▸ Problem to work on: Copy out precisely the line that holds "Mark one point per instance of the player's outstretched" and all the lines following it in the data, up to and including the last one, and no others.

/---

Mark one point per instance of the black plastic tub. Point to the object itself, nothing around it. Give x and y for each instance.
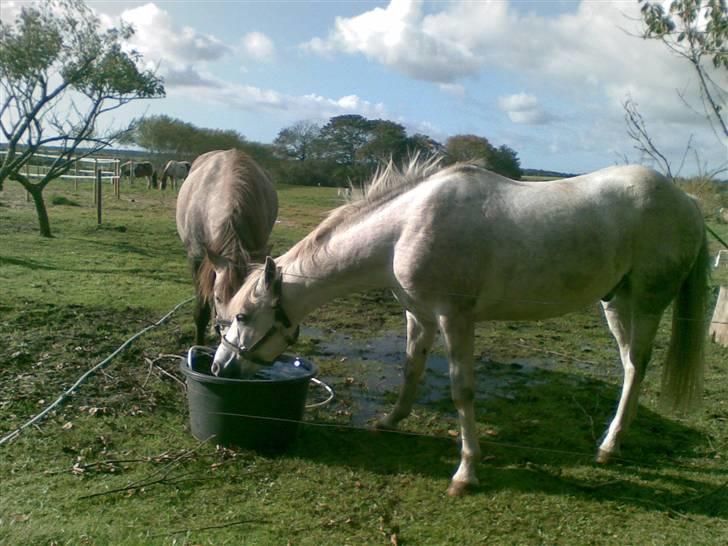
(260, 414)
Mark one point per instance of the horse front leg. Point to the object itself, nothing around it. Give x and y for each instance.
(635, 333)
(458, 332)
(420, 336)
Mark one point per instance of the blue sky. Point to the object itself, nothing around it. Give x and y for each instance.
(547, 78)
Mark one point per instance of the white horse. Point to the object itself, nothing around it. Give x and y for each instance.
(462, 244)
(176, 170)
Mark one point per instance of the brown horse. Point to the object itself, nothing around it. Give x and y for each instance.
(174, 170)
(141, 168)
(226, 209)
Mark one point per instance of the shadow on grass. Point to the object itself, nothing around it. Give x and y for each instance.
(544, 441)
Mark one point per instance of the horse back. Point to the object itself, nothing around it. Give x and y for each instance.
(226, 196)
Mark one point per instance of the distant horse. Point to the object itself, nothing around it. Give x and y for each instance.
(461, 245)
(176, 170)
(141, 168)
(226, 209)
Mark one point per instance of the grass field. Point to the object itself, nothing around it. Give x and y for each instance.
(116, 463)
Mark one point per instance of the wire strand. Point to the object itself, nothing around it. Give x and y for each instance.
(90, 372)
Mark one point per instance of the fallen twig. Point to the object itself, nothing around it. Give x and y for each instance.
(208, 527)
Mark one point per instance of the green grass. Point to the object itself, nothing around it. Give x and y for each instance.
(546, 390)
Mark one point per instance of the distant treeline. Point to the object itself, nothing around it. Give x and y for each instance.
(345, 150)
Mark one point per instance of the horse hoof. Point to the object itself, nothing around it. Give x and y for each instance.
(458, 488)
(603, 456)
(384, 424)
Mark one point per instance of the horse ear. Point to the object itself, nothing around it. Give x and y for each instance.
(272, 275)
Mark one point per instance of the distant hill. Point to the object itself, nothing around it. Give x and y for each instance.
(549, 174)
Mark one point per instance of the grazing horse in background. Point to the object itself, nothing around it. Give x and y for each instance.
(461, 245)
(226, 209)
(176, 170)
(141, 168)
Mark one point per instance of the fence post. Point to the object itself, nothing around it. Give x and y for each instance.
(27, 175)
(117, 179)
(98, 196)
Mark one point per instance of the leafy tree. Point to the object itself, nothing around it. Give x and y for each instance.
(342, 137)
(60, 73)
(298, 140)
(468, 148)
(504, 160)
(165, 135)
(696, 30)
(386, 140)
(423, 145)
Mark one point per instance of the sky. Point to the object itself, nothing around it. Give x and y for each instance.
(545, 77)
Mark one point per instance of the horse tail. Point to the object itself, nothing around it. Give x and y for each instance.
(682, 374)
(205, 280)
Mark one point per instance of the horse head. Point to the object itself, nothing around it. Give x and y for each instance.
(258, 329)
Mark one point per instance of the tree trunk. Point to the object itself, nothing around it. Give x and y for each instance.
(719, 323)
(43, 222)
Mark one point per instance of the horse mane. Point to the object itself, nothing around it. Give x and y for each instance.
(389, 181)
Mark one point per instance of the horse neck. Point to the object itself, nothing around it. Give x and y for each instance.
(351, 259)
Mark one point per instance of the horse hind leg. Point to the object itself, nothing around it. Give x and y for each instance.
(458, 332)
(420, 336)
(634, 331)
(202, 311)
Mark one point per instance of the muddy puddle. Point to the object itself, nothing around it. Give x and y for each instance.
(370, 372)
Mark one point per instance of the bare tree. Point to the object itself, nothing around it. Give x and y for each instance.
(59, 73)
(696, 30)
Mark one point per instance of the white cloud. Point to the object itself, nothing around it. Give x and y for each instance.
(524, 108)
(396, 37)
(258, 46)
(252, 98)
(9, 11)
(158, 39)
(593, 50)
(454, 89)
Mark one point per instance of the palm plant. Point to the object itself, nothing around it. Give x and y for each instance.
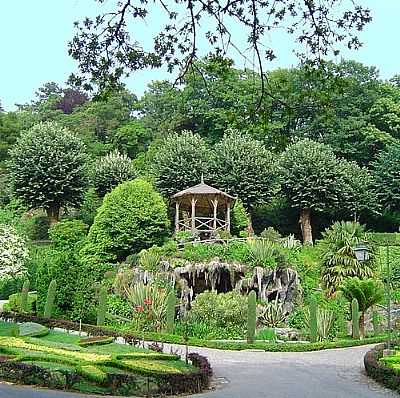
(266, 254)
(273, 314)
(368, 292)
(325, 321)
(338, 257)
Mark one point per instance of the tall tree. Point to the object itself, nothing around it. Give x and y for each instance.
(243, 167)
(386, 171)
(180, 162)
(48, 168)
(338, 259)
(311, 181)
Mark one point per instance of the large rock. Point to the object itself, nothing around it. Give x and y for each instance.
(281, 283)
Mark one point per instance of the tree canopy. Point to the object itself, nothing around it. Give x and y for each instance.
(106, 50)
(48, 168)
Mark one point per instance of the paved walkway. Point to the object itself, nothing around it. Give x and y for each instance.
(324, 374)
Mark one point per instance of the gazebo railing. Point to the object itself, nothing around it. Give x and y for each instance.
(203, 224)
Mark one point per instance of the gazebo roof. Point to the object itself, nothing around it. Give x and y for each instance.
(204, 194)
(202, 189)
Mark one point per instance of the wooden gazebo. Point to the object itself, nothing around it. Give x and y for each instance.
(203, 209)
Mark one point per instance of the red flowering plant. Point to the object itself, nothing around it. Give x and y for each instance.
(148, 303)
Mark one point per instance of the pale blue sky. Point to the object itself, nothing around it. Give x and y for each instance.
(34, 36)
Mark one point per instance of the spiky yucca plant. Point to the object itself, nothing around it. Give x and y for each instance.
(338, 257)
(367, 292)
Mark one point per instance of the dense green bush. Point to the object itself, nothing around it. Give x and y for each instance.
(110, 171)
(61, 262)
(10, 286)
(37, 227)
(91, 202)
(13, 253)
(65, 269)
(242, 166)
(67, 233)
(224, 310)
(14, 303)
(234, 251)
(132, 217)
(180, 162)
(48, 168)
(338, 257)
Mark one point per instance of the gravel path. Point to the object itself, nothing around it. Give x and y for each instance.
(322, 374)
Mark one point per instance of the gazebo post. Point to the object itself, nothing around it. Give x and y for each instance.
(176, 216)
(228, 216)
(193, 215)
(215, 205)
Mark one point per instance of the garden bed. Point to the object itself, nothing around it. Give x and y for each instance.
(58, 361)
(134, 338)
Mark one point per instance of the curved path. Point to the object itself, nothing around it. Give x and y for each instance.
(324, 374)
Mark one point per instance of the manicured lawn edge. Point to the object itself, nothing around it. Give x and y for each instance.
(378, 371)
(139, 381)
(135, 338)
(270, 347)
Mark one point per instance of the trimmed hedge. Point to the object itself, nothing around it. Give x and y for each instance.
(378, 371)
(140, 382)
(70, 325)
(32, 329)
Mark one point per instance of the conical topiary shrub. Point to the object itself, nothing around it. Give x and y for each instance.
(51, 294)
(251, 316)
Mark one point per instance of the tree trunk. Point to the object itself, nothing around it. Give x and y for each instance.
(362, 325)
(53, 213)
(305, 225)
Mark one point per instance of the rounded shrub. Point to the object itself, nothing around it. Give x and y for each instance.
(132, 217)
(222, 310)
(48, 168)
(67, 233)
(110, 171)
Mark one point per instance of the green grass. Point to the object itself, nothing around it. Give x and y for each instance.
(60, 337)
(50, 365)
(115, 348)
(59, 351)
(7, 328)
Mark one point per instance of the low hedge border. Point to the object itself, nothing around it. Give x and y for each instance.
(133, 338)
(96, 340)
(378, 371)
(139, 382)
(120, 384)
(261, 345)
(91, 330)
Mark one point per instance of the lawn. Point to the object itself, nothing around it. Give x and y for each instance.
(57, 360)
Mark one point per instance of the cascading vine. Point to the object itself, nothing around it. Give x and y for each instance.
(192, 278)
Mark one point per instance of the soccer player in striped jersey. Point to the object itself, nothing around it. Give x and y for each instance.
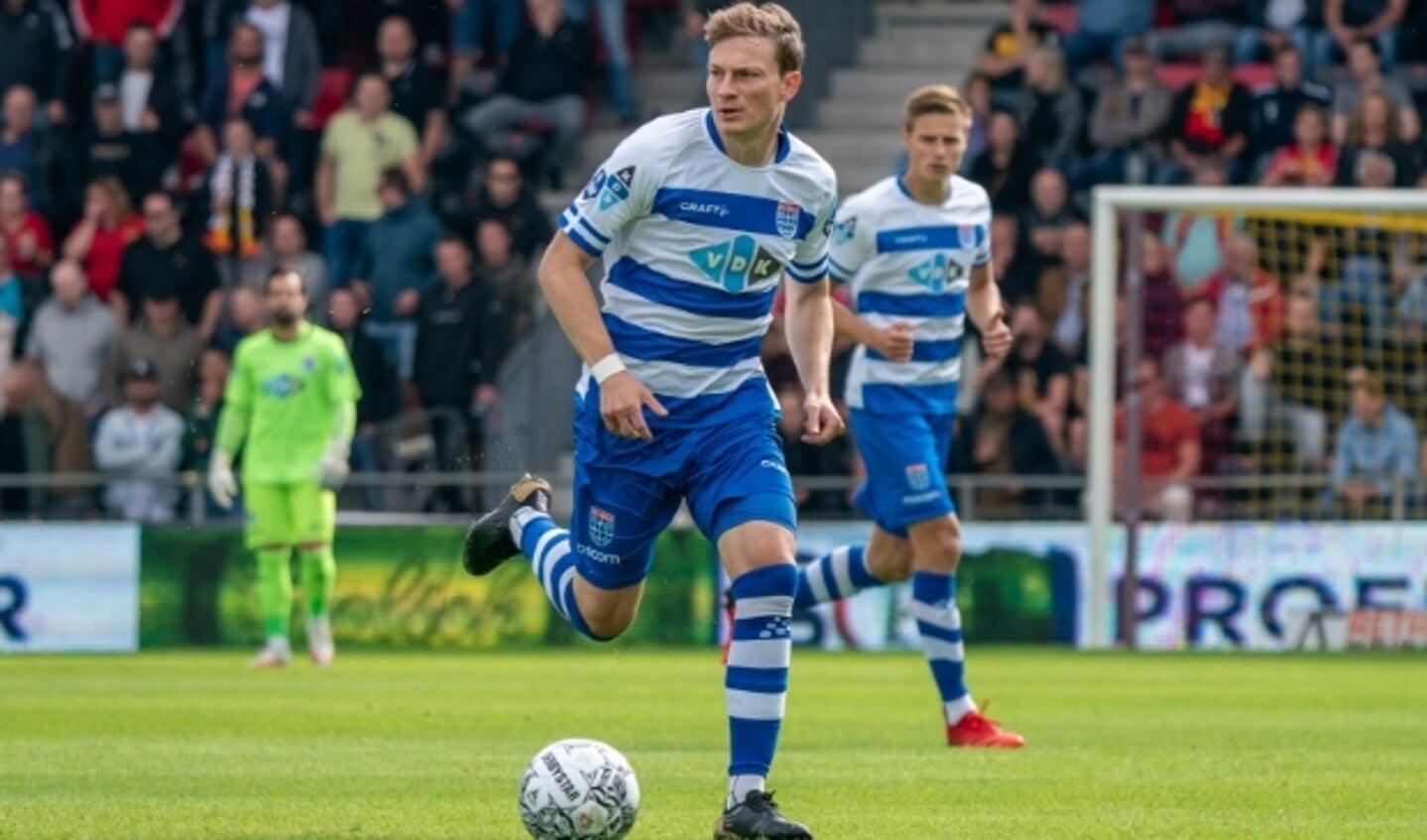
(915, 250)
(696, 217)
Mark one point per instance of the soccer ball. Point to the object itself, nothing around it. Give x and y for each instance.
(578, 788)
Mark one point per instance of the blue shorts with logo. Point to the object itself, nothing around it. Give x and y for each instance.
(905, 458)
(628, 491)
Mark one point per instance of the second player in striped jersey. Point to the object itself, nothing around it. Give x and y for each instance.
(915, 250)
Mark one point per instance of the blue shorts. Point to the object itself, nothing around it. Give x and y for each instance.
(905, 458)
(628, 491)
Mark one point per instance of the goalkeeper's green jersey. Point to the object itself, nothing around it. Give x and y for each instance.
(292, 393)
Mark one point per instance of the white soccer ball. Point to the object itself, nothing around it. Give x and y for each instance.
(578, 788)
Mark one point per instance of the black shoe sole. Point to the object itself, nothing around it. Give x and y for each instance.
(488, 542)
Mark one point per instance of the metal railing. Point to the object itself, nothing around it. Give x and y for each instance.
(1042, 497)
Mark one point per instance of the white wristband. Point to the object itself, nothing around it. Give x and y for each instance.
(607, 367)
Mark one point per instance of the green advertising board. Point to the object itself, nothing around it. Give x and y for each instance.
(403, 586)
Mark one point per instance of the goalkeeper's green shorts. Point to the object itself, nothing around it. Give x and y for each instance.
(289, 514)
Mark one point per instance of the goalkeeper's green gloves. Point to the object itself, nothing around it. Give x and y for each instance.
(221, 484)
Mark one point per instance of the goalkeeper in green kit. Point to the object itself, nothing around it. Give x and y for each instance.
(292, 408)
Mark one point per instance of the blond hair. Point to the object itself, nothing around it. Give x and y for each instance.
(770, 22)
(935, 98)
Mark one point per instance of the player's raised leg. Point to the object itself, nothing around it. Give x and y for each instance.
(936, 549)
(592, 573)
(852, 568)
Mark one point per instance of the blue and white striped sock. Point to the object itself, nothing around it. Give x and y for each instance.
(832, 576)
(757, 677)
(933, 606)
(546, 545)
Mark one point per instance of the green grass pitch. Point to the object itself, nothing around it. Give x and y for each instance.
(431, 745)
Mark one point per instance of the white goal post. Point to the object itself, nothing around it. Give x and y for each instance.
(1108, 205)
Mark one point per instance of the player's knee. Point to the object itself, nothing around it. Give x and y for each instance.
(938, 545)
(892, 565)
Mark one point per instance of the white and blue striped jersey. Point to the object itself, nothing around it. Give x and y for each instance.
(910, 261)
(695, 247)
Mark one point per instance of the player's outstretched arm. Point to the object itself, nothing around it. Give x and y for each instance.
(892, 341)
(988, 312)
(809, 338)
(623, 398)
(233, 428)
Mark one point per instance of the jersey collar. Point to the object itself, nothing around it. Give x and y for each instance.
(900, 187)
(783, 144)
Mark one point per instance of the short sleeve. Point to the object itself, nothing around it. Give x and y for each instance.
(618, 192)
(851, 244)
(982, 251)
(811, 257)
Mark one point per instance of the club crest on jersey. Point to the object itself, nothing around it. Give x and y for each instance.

\---

▸ Your response:
Mark one point per instance of the player's outstretched arm. Point to the object itself, nothing around it. Give x and y for each instance.
(892, 341)
(988, 312)
(809, 338)
(623, 398)
(233, 428)
Mark one point per instance of the jersey collar. Point to the object itself, nothing around it. Give x and y for each instance.
(900, 187)
(783, 144)
Mark one point per instance of the short sleeve. Point to the object itself, nothing around it. Give x and y for each instance.
(618, 192)
(851, 244)
(982, 251)
(811, 257)
Mark one point per instance of the club crest on jersey. Point to the object itself, nothing around it. Give x and y for each instance.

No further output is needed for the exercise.